• Stated goal: Present the stretch of the records from the line containing "Target: distant mountain range" through the line containing "[[[256,99],[255,9],[254,0],[0,0],[0,104],[82,86]]]" as a numbered list, with both of those lines included and any blank lines omitted.

*** Data ***

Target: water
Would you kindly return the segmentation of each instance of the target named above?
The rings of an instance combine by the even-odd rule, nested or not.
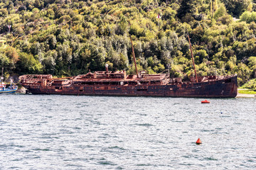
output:
[[[0,169],[256,169],[256,98],[0,97]]]

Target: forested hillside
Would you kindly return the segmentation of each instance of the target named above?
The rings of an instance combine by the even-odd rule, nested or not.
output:
[[[171,76],[256,78],[256,1],[0,1],[0,67],[5,76],[71,76],[89,69]]]

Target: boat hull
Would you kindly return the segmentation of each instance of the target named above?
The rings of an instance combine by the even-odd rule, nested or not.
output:
[[[14,94],[17,91],[18,88],[15,88],[14,89],[6,89],[1,90],[0,94]]]
[[[24,86],[33,94],[124,96],[156,97],[234,98],[238,94],[237,76],[199,83],[174,83],[166,85],[61,86]]]

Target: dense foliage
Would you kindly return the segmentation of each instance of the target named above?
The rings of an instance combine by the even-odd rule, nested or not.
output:
[[[139,70],[188,79],[188,33],[199,75],[237,74],[241,85],[256,76],[255,7],[252,0],[2,0],[0,67],[69,76],[108,63],[133,74],[131,35]]]

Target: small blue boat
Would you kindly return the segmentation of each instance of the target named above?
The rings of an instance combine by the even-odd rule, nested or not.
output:
[[[11,84],[6,87],[6,84],[0,84],[0,94],[13,94],[18,90],[18,86],[15,84]]]

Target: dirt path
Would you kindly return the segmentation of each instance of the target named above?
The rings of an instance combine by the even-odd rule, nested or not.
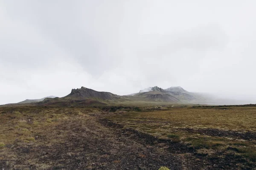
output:
[[[136,141],[130,137],[131,132],[123,133],[118,128],[104,125],[99,120],[90,116],[63,121],[48,134],[38,134],[38,143],[43,144],[9,146],[10,151],[15,156],[1,160],[0,167],[158,170],[166,166],[172,170],[186,169],[179,157],[165,149],[164,144],[153,147],[148,142]],[[47,144],[50,140],[56,142]]]
[[[10,154],[0,159],[0,169],[236,169],[233,158],[198,155],[180,143],[123,128],[102,113],[72,116],[44,128],[36,142],[6,146]]]

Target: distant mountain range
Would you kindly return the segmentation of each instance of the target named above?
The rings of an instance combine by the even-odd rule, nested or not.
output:
[[[128,102],[155,102],[180,104],[200,104],[213,105],[249,104],[239,100],[225,99],[212,95],[189,92],[181,87],[175,86],[163,89],[157,86],[149,87],[139,92],[119,96],[107,92],[97,91],[84,87],[73,89],[63,97],[49,96],[40,99],[26,99],[16,104],[32,104],[44,106],[83,106],[105,105]]]
[[[104,105],[124,102],[186,103],[197,99],[193,94],[180,87],[172,87],[164,90],[154,86],[141,90],[137,93],[125,96],[119,96],[107,92],[97,91],[82,87],[81,88],[72,89],[70,94],[64,97],[46,99],[38,104],[72,106]]]

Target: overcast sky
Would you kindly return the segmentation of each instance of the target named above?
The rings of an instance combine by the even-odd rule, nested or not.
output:
[[[256,99],[255,9],[254,0],[0,0],[0,104],[82,86]]]

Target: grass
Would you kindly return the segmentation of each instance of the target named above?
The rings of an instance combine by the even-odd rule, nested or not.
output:
[[[167,137],[169,138],[178,138],[179,137],[179,135],[176,135],[175,134],[170,134],[167,135]]]
[[[228,135],[218,136],[218,132],[214,131],[208,135],[197,132],[200,129],[216,129],[221,132],[255,133],[256,107],[230,107],[224,110],[218,107],[164,107],[161,110],[141,110],[108,119],[127,128],[180,142],[201,153],[204,151],[207,155],[209,152],[227,153],[227,148],[233,147],[237,149],[233,150],[235,154],[256,162],[255,139],[240,140]]]
[[[0,148],[3,148],[5,146],[5,144],[3,142],[0,142]]]
[[[1,154],[15,157],[5,147],[14,143],[22,146],[41,144],[46,147],[64,143],[62,137],[72,135],[72,130],[76,130],[65,126],[60,130],[58,126],[65,121],[84,121],[90,114],[95,116],[99,114],[101,117],[122,125],[125,128],[135,129],[172,143],[180,143],[195,150],[200,155],[221,153],[221,156],[224,156],[231,153],[251,162],[256,162],[255,139],[242,140],[228,135],[219,136],[218,133],[206,134],[199,130],[207,129],[210,131],[214,129],[241,134],[255,133],[256,107],[230,107],[223,110],[217,107],[198,108],[175,105],[159,108],[149,103],[143,106],[140,104],[140,107],[105,107],[107,111],[101,107],[0,107],[0,149],[3,150],[0,157]],[[102,113],[110,116],[105,116]],[[165,149],[163,148],[163,150]],[[145,159],[146,156],[140,153],[138,156]],[[120,163],[119,160],[114,161],[116,164]],[[37,167],[40,169],[41,166],[44,169],[45,167],[47,169],[46,166],[38,164]]]

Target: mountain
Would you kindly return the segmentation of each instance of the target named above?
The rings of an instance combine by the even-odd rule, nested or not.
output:
[[[97,91],[81,87],[73,89],[68,95],[61,98],[47,99],[38,103],[43,105],[74,106],[104,105],[110,102],[119,102],[129,100],[126,96],[121,96],[110,92]]]
[[[177,98],[172,96],[167,91],[157,86],[150,87],[131,96],[131,98],[136,100],[155,102],[165,102],[172,103],[180,102]]]
[[[193,93],[190,93],[184,90],[180,86],[172,86],[164,90],[170,94],[178,99],[185,103],[191,103],[196,102],[201,97]]]
[[[172,86],[170,88],[164,89],[164,90],[170,92],[189,93],[189,92],[186,90],[184,90],[184,89],[180,86]]]
[[[92,99],[101,102],[120,102],[124,99],[121,96],[110,92],[96,91],[82,87],[81,88],[72,89],[70,94],[63,97],[64,100],[82,100]]]
[[[40,99],[27,99],[26,100],[25,100],[23,101],[19,102],[17,103],[17,104],[25,104],[25,103],[34,103],[34,102],[41,102],[41,101],[43,101],[46,98],[55,98],[55,97],[56,97],[55,96],[47,96],[47,97],[44,97],[43,98]]]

***

• Output of the exercise:
1. Target: distant mountain range
2. Would you kindly return the segmentation of each instance of the target named above?
3. The rings of an instance combine by the even-odd rule, nested or not.
4. output:
5. [[[128,102],[155,102],[180,104],[200,104],[213,105],[249,104],[239,100],[225,99],[212,95],[189,92],[181,87],[175,86],[163,89],[157,86],[149,87],[139,92],[119,96],[107,92],[97,91],[84,87],[73,89],[63,97],[49,96],[40,99],[26,99],[16,104],[32,104],[44,106],[83,106],[105,105]]]
6. [[[104,105],[124,102],[186,103],[197,99],[193,94],[180,87],[172,87],[164,90],[154,86],[141,90],[137,93],[125,96],[119,96],[107,92],[97,91],[82,87],[81,88],[72,89],[70,94],[64,97],[46,99],[38,104],[72,106]]]
7. Target: overcast sky
8. Would you kindly return the segmentation of each instance of the target named above?
9. The rings of an instance combine by the even-odd rule, nested or not.
10. output:
11. [[[256,99],[255,9],[254,0],[0,0],[0,104],[82,86]]]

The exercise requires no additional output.